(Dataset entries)
◆ ◆ ◆ ◆ ◆

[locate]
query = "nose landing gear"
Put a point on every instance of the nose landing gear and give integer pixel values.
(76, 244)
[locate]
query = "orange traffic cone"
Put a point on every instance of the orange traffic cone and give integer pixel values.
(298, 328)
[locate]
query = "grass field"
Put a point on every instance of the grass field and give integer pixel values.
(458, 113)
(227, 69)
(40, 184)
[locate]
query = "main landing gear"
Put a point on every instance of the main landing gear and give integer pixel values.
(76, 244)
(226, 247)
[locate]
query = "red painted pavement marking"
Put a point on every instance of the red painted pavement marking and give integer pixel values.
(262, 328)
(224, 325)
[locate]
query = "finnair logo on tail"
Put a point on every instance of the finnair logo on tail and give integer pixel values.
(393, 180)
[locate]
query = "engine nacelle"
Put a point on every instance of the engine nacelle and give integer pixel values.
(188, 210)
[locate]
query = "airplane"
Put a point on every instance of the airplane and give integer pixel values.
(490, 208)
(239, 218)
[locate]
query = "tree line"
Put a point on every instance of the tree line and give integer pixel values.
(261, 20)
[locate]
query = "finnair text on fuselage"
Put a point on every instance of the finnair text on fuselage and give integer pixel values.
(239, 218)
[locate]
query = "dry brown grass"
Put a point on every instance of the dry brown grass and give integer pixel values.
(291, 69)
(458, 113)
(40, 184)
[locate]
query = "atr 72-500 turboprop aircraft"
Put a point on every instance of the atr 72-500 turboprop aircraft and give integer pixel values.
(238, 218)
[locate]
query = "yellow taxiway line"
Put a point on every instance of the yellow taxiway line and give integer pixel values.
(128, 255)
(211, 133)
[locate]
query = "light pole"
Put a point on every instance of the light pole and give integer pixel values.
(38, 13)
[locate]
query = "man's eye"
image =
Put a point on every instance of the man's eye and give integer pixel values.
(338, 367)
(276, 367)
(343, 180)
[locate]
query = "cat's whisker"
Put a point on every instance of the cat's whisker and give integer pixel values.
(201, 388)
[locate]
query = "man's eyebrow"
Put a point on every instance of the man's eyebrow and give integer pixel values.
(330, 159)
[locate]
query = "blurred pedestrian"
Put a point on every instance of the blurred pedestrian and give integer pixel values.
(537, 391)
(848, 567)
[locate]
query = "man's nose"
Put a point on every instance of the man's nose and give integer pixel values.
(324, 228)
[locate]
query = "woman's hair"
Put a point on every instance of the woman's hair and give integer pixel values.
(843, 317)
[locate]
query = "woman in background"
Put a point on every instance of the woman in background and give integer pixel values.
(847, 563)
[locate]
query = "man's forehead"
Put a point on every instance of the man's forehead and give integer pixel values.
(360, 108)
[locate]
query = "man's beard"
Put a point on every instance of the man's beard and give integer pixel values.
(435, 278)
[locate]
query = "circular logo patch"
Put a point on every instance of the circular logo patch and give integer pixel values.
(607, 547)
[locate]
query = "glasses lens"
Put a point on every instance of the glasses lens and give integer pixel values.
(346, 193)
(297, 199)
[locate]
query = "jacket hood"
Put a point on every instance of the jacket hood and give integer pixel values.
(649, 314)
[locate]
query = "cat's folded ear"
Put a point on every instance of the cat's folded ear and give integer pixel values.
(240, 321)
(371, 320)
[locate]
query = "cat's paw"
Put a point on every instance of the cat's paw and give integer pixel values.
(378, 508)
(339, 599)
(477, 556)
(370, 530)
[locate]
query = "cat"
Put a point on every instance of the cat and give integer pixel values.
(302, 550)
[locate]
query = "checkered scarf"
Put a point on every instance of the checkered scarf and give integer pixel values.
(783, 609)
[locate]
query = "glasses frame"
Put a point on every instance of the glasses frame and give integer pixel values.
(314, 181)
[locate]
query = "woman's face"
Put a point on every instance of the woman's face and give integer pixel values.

◆ ◆ ◆ ◆ ◆

*REQUIREMENT*. Extract each entry in full and write it down exactly.

*EXERCISE RESULT*.
[locate]
query = "nose landing gear"
Put a point on every instance of the nose landing gear and give integer pixel values.
(76, 244)
[locate]
query = "orange traffic cone"
Put a point on every instance of the orange traffic cone and give integer pixel values.
(298, 328)
[locate]
query = "grass field"
Put a point on every instance of the grass field and give integer pixel values.
(458, 113)
(227, 69)
(40, 184)
[locate]
query = "main landing gear"
Put a point on every instance of the main landing gear and give integer pixel values.
(76, 244)
(226, 247)
[locate]
query = "red painted pavement marking"
Put a point on every instance of the red painted pavement marking and give integer pixel values.
(262, 328)
(224, 325)
[locate]
query = "finnair logo on tail"
Put a point on every instance of the finnair logo on tail and give integer pixel values.
(393, 180)
[locate]
query = "engine nacelle"
Put a point on every instance of the engine nacelle and give integer pixel values.
(188, 210)
[locate]
query = "airplane"
Put a point on every instance of the airplane and give integer pixel values.
(490, 208)
(239, 218)
[locate]
query = "tree line"
Put a point on every instance of the tree line and give integer pixel values.
(261, 20)
[locate]
query = "finnair text on fuselage"
Put a point on every instance of the finnair text on fuselage and give integer pixel values.
(239, 218)
[locate]
query = "dry brown grass"
Put a point on every instance of the dry brown grass and give integer pixel values.
(291, 69)
(458, 113)
(40, 184)
[locate]
query = "atr 72-500 turboprop aircraft"
Put a point on every instance of the atr 72-500 turboprop aircraft and give integer pixel values.
(238, 218)
[locate]
query = "yellow taxiway line"
Put a point on every instance of the yellow taxiway line and give integer pixel values.
(128, 255)
(211, 133)
[locate]
query = "light pole"
Put a point on every instance of the light pole and give integer pixel values.
(38, 13)
[locate]
query = "man's eye"
image =
Put a point on every instance of the man's eye and give integer pixel values.
(338, 367)
(276, 367)
(343, 180)
[locate]
query = "cat's whisker"
Put a point on every instance of the cat's whisker and give integer pixel values.
(201, 388)
[locate]
query = "man's eyebrow"
Put a point on every instance of the man's eyebrow and give integer pixel values.
(330, 159)
[locate]
query = "blurred pedestrian"
Put a point on every instance of the blurred pedestrian and give integer pixel values.
(537, 391)
(848, 567)
[locate]
query = "man's nose"
Put a point on every instance of the man's nose and give integer pixel values.
(324, 228)
[locate]
query = "woman's hair"
Put a point on every instance of the woman's hair and give integer pixel values.
(843, 317)
[locate]
query = "woman in background"
Put a point on every instance of the woman in background and give integer pixel values.
(847, 563)
[locate]
query = "man's forehead"
Put a point on every instance of the man's forehead and give integer pixel values.
(360, 108)
[locate]
query = "man's beard"
Put a point on every instance of the man's beard and give integer pixel values.
(435, 278)
[locate]
query = "circular logo patch"
Put a point on every instance of the circular logo patch and give integer pixel values.
(607, 547)
[locate]
query = "glasses lens"
Put a point on every instance of the glasses lens and give integer pixel values.
(346, 193)
(297, 199)
[locate]
query = "jacket hood"
Put a point on every instance of the jacket hood and give integer pixel values.
(649, 314)
[locate]
query = "cat's folded ear"
Put a point on every instance of the cat's folded ear and give integer pixel values.
(240, 321)
(371, 320)
[locate]
query = "cat's paw"
Put a point on every instance of the cat's paw and give integer pixel values.
(378, 508)
(339, 599)
(477, 556)
(370, 530)
[locate]
query = "cat"
Put a point on every instance of the cat and give integer pixel values.
(302, 550)
[locate]
query = "checkered scarf"
Put a point on every instance of the checkered scarf and give integer pixel values.
(783, 609)
[locate]
query = "glasses frame"
Put a point on every instance of the glasses frame and give integer pixel values.
(314, 181)
[locate]
query = "woman's face"
Put a point on every instance of the woman's face and give integer pixel values.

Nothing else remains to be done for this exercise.